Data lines
§

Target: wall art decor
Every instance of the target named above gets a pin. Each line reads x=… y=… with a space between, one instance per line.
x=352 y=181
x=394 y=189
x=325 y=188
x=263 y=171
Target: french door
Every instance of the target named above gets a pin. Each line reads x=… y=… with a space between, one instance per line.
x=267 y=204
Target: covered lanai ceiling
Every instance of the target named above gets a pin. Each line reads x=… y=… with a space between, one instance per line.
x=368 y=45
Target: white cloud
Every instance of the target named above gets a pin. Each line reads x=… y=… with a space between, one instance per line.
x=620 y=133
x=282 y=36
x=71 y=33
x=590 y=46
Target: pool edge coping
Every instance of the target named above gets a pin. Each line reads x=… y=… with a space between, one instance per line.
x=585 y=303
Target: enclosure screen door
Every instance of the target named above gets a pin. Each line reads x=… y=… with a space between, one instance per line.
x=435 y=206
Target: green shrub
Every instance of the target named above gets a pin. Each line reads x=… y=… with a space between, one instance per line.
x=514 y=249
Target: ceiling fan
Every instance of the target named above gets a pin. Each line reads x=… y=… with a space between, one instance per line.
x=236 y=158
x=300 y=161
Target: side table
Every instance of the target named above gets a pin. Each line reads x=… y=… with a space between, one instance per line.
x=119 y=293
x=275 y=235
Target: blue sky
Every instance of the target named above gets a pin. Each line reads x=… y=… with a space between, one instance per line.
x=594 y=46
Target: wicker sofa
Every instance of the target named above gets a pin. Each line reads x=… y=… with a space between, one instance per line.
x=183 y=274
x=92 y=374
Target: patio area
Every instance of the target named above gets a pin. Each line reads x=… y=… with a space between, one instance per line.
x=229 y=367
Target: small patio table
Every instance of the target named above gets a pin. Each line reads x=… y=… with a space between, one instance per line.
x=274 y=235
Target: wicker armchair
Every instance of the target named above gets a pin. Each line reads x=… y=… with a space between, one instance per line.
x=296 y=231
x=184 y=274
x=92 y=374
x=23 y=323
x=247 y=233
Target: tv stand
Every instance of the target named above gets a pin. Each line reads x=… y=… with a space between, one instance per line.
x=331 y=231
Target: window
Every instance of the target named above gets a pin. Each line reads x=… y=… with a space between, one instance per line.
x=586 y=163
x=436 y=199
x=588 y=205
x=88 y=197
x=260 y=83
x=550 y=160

§

TASK OBJECTIVE: Please rewrite the records above as a Markdown table with the columns "Row" and "Line," numbering each row and leaving out any blank lines.

RESULT FOR THIS EXERCISE:
| Row | Line |
|---|---|
| 1 | Target: wall art decor |
| 2 | Every instance of the target named above gets a pin. Each line reads x=… y=… with a space between, one instance per line. |
| 3 | x=352 y=181 |
| 4 | x=394 y=189 |
| 5 | x=325 y=188 |
| 6 | x=263 y=171 |
| 7 | Target: french door |
| 8 | Every instance of the target named above gets a pin. Each line reads x=… y=… with a space between, one instance per line. |
| 9 | x=267 y=204 |
| 10 | Target: covered lanai ceiling |
| 11 | Every instance of the target named above gets a pin. Each line reads x=… y=… with a space between, one instance per line. |
| 12 | x=368 y=45 |
| 13 | Target: white cloud |
| 14 | Every instance of the target named above gets a pin. Each line reads x=… y=… with a space between, one instance per line. |
| 15 | x=620 y=133 |
| 16 | x=282 y=36 |
| 17 | x=71 y=33 |
| 18 | x=590 y=46 |
| 19 | Target: pool edge coping |
| 20 | Every instance of the target named above gets a pin. Each line reads x=… y=… with a space between, one instance per line. |
| 21 | x=585 y=303 |
| 22 | Target: enclosure screen door |
| 23 | Every instance of the target named above gets a pin. Each line reads x=… y=… with a space between, one instance per line. |
| 24 | x=435 y=206 |
| 25 | Target: green shrub |
| 26 | Every instance of the target named above gets a pin. Each line reads x=… y=… with a space between, one instance per line. |
| 27 | x=514 y=249 |
| 28 | Target: ceiling fan |
| 29 | Every instance of the target named above gets a pin. Each line reads x=… y=… with a space between, one instance per line. |
| 30 | x=236 y=158 |
| 31 | x=300 y=161 |
| 32 | Target: side table |
| 33 | Every instance of the target named above gets a pin. Each line reads x=… y=… with a space between, one instance per line. |
| 34 | x=119 y=293 |
| 35 | x=275 y=235 |
| 36 | Target: blue sky |
| 37 | Every instance of the target named above gets a pin. Each line reads x=… y=… with a space between, one instance per line. |
| 38 | x=594 y=46 |
| 39 | Target: wicker sofa |
| 40 | Every instance of the target named above gets a pin. Each line reads x=… y=… with a space between, one instance per line. |
| 41 | x=183 y=274 |
| 42 | x=92 y=374 |
| 43 | Target: patio area |
| 44 | Every instance of the target named above gets a pin. Each line reads x=… y=… with a space between, one instance per line. |
| 45 | x=229 y=367 |
| 46 | Target: small patio table |
| 47 | Every instance of the target named above gets a pin. Each line reads x=… y=… with a space between, one instance per line. |
| 48 | x=274 y=235 |
| 49 | Target: wicker armchair |
| 50 | Every instance of the target named above gets a pin. Each line reads x=… y=… with a space between, one instance per line. |
| 51 | x=296 y=231 |
| 52 | x=184 y=274 |
| 53 | x=92 y=374 |
| 54 | x=23 y=323 |
| 55 | x=247 y=233 |
| 56 | Target: tv stand |
| 57 | Every instance of the target named above gets a pin. Each line reads x=… y=… with a space between, one instance per line. |
| 58 | x=331 y=231 |
| 59 | Target: window |
| 60 | Every instance of the target named above gets a pin. Each line reads x=… y=… with a space between, one instance per line. |
| 61 | x=586 y=163 |
| 62 | x=436 y=199 |
| 63 | x=588 y=205 |
| 64 | x=88 y=197 |
| 65 | x=260 y=83 |
| 66 | x=550 y=160 |